*Directions*.
[1] From the Greenland field notes, list every topic that the exhibits at the Ilulissat Icefjord Centre are said to explain.
[2] In the Greenland field notes, repeat word for word the stretch from "Ilulissat and the" through "they get there.".
[3] Proceed with the Greenland field notes, picking up right after their final sentence.

What Happens When Visitors Don’t Understand the Place They’re Visiting
Field Notes from Greenland
In a remote village in Greenland, polar bear skins hang over porch railings. A small building doubles as passport control and gift shop, selling seal and bear-hide mittens among some postcards. The only grocery store receives deliveries twice a year.
Moments like this attest a problem in tourism. Visitors often arrive before they understand the place they’re visiting.
I did. My mental picture of Greenland came almost entirely from photographs of glaciers, icebergs, an polar bears. Not from understanding how people actually live there.
Many problems with visitor behavior are not attitude problems. They are explanation problems.
Places that welcome visitors often expect respectful behavior from people who arrive without much understanding of how the place works. Greenland shows what can happen when a place takes that void seriously.
Ilulissat and the question of preparation
Ilulissat sits on Greenland’s west coast beside the Ilulissat Icefjord. One of the most active glacier systems in the world and a UNESCO World Heritage Site. It is also one of the country’s main tourism gateways. Welcoming travelers on expedition ships and small adventure tours.
Tourism in Greenland is growing. But the way people talk about tourism there feels different from many other places. The issue is not only how many people arrive. It is whether visitors actually understand the environment and culture once they get there.
Greenland watched what happened in places like Iceland, where tourism expanded quickly and communities struggled to keep up. The response here has been slower. More deliberate. More attention is placed on how visitors are prepared for the place they are arriving in.
The Ilulissat Icefjord Centre helps visitors understand the landscape as both cultural and natural heritage before they head out to explore. Exhibits explain hunting traditions, climate change, and how local communities depend on the fjord.
Visitors are often briefed before they start exploring.
When rules appear without context
Many places respond by adding rules as tourism grows. Signs appear along trails. Drone bans are introduced. Visitor codes of conduct are posted at visitor centers.
Those tools help, but they rarely explain what the rules protect and why.
When visitors see rules without understanding what those rules protect, the restrictions can feel hasty. A boardwalk through fragile vegetation becomes an inconvenience instead of a safeguard. A drone ban feels bureaucratic rather than protective. A local tradition may look shocking rather than part of everyday life.

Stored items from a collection
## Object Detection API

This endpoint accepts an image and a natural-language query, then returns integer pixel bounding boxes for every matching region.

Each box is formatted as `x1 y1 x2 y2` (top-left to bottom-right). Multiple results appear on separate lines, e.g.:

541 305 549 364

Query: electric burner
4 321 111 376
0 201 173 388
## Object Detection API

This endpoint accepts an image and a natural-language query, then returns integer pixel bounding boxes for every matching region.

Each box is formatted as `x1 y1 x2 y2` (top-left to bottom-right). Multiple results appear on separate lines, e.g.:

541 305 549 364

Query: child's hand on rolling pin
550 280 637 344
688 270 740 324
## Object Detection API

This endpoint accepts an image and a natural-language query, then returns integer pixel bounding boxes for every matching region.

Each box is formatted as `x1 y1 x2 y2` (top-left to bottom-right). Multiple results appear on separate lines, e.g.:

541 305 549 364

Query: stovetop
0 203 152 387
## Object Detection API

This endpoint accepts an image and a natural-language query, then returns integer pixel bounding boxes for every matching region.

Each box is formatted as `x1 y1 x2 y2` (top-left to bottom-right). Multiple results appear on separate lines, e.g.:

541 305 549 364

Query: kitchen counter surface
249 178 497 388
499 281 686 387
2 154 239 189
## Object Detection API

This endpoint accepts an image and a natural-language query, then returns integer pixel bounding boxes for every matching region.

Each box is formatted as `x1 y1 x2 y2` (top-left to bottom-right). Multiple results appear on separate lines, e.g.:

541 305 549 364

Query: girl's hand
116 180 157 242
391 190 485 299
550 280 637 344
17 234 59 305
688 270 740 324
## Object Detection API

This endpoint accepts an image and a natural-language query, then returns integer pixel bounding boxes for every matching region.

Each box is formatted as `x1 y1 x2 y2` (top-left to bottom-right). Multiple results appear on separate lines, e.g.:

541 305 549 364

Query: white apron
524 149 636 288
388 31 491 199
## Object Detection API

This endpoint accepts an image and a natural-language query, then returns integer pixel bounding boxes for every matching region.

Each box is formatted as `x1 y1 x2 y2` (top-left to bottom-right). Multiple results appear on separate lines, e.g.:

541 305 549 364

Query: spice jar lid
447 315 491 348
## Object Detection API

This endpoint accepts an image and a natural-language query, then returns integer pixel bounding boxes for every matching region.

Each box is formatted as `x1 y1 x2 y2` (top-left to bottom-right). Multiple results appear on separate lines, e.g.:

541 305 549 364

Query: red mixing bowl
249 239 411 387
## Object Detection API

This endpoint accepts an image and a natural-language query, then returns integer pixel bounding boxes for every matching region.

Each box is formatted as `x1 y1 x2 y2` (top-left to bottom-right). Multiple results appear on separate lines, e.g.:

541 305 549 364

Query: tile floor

*Answers per task*.
[1]
- Hunting traditions
- Climate change
- How local communities depend on the fjord

[2]
Ilulissat and the question of preparation
Ilulissat sits on Greenland’s west coast beside the Ilulissat Icefjord. One of the most active glacier systems in the world and a UNESCO World Heritage Site. It is also one of the country’s main tourism gateways. Welcoming travelers on expedition ships and small adventure tours.
Tourism in Greenland is growing. But the way people talk about tourism there feels different from many other places. The issue is not only how many people arrive. It is whether visitors actually understand the environment and culture once they get there.

[3]
Visitors may follow the rule without ever really understanding why it exists.
Tourism often focuses on moving visitors through places.
Orientation asks a different question.
Do visitors understand the place they just entered?
Explaining the place first
Many guides and locally run tourism businesses in Greenland start somewhere else. They explain the place before presenting the rules that apply within it.
When visitors understand how people live with wildlife, why some seasons matter for nesting birds, and how hunting traditions developed, the rules they encounter later make a lot more sense.
Stories do not replace rules. Stories explain them.
In smaller communities such as Ilimanaq or Kapisillit, local guides explain how people live with the seasons, the land they depend on, and the traditions that shape daily life. Visitors begin to see the landscape as something people live with, not just scenery.
Moments of doubt become moments to explain the place.
In several Greenlandic towns, residents have helped shape visitor guidelines. They include simple things like asking before photographing people and respecting private spaces.
Field Notes: Greenland
While traveling in Greenland, a few observations made differences especially clear.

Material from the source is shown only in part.